YOUR GOAL:
From the first line to the last, output the entries exactly.

(Natural-language object grounding data)
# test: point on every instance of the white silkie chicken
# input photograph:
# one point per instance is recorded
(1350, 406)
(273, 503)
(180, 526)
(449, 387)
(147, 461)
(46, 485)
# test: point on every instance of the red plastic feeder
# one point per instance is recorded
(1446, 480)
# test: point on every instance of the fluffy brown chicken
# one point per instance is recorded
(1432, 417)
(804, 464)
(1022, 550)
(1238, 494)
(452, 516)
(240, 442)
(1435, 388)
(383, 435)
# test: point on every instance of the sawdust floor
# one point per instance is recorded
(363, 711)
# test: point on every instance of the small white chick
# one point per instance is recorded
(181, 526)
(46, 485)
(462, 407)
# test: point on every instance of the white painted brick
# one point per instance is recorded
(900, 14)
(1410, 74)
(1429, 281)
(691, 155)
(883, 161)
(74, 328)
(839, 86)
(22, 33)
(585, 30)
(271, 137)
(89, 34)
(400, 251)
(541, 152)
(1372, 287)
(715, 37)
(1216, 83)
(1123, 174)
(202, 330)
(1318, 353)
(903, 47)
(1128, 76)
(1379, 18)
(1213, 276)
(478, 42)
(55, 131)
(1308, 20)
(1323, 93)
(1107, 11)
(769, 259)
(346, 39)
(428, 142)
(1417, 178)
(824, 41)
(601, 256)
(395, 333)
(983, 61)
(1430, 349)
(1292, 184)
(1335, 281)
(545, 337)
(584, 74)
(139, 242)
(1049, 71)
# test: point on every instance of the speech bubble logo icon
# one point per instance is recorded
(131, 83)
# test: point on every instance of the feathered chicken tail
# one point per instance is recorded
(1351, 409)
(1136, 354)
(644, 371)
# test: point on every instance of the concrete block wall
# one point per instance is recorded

PROBLEM SOLUTION:
# test: point on every instance of the white silkie chicken
# input photograph:
# one point per instance is recorded
(1350, 406)
(273, 503)
(180, 526)
(449, 387)
(147, 461)
(46, 485)
# test: point on every instance of the red plastic feeder
# one point per instance is recorded
(1446, 480)
# test: point on every instance of the fluffy brown chicken
# one point per instance is recorded
(1432, 417)
(804, 464)
(1022, 550)
(1238, 494)
(452, 516)
(240, 442)
(1435, 388)
(383, 435)
# test: point on every instance of the sawdust floor
# one point per instance is recorded
(363, 711)
# test: point on every instance of the small white chick
# one point per instance is recorded
(181, 526)
(46, 485)
(462, 407)
# test: point on every instance of the white painted brick
# one point per instance is recorded
(900, 14)
(1410, 74)
(1429, 281)
(691, 155)
(883, 161)
(74, 328)
(839, 86)
(22, 33)
(585, 30)
(271, 137)
(89, 34)
(400, 251)
(541, 152)
(1372, 287)
(715, 37)
(1216, 83)
(1123, 174)
(202, 330)
(1318, 353)
(903, 47)
(1128, 76)
(1379, 18)
(1213, 276)
(478, 42)
(55, 131)
(1308, 20)
(1323, 93)
(1107, 11)
(769, 259)
(346, 39)
(428, 142)
(1417, 178)
(824, 41)
(601, 256)
(395, 333)
(983, 61)
(1430, 349)
(1292, 184)
(1335, 281)
(545, 337)
(584, 74)
(139, 242)
(1049, 71)
# test: point on every instance of the speech bubble logo icon
# one point per instance is recorded
(131, 83)
# test: point on every instance of the feathered chicken tail
# one point per instance is recorded
(1351, 409)
(1136, 354)
(644, 371)
# test: point on every instance of the concrete block wall
# one point per instance is recorded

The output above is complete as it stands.